### TASK BRIEF
Begin with the line containing "262L20 257L2 252L0" and copy every line after it to the end of the entries, exactly, leaving out the lines before it.
+++ DATASET RECORDS
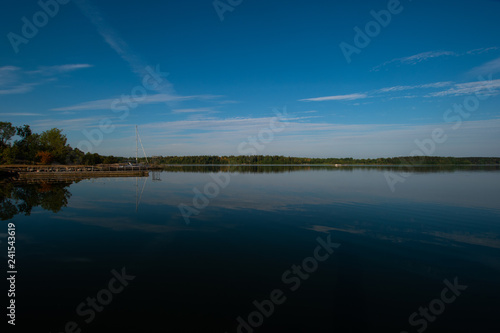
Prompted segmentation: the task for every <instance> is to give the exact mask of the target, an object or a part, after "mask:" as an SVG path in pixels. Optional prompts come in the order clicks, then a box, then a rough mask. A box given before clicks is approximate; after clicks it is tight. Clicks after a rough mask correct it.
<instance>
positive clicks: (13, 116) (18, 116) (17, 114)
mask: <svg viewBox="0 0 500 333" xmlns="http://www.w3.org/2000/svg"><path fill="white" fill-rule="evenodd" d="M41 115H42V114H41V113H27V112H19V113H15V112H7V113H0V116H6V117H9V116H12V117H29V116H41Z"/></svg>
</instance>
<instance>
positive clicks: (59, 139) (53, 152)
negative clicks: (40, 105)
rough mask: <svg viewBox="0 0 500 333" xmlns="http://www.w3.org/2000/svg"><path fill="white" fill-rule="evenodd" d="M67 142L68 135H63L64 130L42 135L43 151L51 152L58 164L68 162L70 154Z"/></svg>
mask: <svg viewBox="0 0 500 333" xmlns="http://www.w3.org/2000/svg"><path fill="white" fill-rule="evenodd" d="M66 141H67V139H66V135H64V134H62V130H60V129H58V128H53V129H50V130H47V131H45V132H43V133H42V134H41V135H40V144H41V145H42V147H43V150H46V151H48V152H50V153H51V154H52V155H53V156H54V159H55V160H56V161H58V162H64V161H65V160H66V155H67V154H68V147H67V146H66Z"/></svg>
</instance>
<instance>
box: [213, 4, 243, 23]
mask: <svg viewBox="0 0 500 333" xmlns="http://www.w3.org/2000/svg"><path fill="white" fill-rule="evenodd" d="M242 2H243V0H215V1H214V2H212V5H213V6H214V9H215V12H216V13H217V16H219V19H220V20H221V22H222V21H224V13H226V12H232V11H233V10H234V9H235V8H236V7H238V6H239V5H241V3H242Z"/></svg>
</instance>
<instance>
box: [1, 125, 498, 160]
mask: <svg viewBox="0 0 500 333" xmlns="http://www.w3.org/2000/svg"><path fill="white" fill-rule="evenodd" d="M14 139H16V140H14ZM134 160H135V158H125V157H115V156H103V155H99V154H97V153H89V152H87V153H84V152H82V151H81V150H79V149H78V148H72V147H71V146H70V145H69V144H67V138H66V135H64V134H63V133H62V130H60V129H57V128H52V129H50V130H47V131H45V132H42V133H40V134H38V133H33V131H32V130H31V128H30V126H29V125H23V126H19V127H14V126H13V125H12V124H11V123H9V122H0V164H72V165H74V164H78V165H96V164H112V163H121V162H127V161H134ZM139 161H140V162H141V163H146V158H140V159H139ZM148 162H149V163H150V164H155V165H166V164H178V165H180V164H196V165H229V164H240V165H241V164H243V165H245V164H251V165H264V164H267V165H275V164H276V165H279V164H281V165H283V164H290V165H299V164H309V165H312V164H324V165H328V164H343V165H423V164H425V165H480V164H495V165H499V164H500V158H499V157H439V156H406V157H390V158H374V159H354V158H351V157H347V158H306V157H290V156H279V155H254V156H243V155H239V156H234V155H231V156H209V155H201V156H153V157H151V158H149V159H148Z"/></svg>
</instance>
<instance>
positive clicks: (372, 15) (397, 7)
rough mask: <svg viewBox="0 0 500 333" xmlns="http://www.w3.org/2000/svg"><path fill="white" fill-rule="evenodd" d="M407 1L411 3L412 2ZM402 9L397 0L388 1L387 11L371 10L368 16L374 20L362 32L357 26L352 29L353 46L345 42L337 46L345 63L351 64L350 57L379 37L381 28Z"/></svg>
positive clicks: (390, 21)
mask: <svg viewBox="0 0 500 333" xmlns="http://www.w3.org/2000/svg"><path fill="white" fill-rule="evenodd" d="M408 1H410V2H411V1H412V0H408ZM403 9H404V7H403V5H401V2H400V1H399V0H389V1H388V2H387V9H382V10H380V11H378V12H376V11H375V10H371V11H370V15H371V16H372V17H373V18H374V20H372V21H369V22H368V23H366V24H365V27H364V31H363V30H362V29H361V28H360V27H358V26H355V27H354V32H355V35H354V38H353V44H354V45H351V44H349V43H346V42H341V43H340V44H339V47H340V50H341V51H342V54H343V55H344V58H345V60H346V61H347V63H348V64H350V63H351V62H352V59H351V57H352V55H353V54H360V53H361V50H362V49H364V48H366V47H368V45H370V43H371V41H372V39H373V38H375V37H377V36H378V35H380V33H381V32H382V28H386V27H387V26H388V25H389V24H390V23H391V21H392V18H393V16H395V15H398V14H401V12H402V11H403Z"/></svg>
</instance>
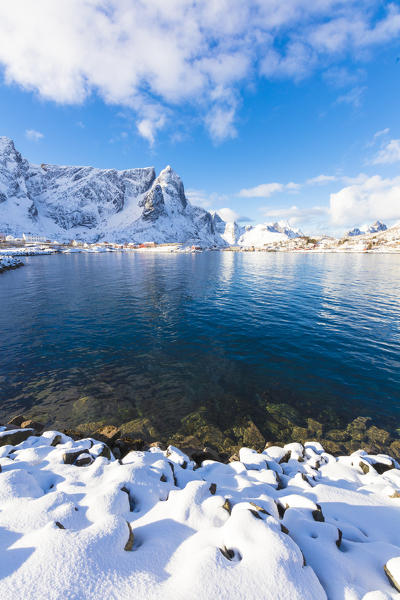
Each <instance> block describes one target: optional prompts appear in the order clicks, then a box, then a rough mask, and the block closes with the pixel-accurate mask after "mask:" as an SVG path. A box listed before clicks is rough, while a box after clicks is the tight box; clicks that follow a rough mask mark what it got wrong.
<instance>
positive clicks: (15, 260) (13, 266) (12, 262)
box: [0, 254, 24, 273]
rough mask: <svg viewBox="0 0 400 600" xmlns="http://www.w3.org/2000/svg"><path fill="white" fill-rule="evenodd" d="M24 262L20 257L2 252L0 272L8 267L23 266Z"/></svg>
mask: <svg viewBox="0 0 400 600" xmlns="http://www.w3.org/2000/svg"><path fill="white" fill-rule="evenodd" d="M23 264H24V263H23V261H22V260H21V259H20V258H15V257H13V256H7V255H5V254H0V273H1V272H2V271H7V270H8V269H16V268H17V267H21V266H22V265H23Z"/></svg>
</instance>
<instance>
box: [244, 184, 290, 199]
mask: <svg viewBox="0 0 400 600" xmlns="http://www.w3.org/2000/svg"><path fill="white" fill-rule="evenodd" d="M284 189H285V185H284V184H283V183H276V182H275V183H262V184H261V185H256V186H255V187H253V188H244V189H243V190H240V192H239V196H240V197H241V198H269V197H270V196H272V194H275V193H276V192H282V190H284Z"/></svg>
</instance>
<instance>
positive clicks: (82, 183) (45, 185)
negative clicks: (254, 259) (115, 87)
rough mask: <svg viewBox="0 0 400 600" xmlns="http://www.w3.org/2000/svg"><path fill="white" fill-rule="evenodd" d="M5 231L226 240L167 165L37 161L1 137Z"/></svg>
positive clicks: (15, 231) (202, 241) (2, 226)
++++++
### SOLUTION
rough mask: <svg viewBox="0 0 400 600" xmlns="http://www.w3.org/2000/svg"><path fill="white" fill-rule="evenodd" d="M24 262L20 257L2 252L0 272L8 267L23 266Z"/></svg>
mask: <svg viewBox="0 0 400 600" xmlns="http://www.w3.org/2000/svg"><path fill="white" fill-rule="evenodd" d="M23 264H24V263H23V261H22V260H21V259H20V258H15V257H13V256H7V255H5V254H0V273H1V272H2V271H7V270H8V269H16V268H17V267H21V266H22V265H23Z"/></svg>
</instance>
<instance>
box: [244, 184, 290, 199]
mask: <svg viewBox="0 0 400 600" xmlns="http://www.w3.org/2000/svg"><path fill="white" fill-rule="evenodd" d="M284 189H285V185H284V184H283V183H276V182H275V183H262V184H261V185H256V186H255V187H253V188H244V189H243V190H240V192H239V196H240V197H241V198H269V197H270V196H272V194H275V193H276V192H282V190H284Z"/></svg>
</instance>
<instance>
positive clicks: (82, 183) (45, 185)
negative clicks: (254, 259) (115, 87)
rough mask: <svg viewBox="0 0 400 600" xmlns="http://www.w3.org/2000/svg"><path fill="white" fill-rule="evenodd" d="M5 231L226 240L167 165L37 161L1 137Z"/></svg>
positive clicks: (15, 231) (202, 241) (2, 226)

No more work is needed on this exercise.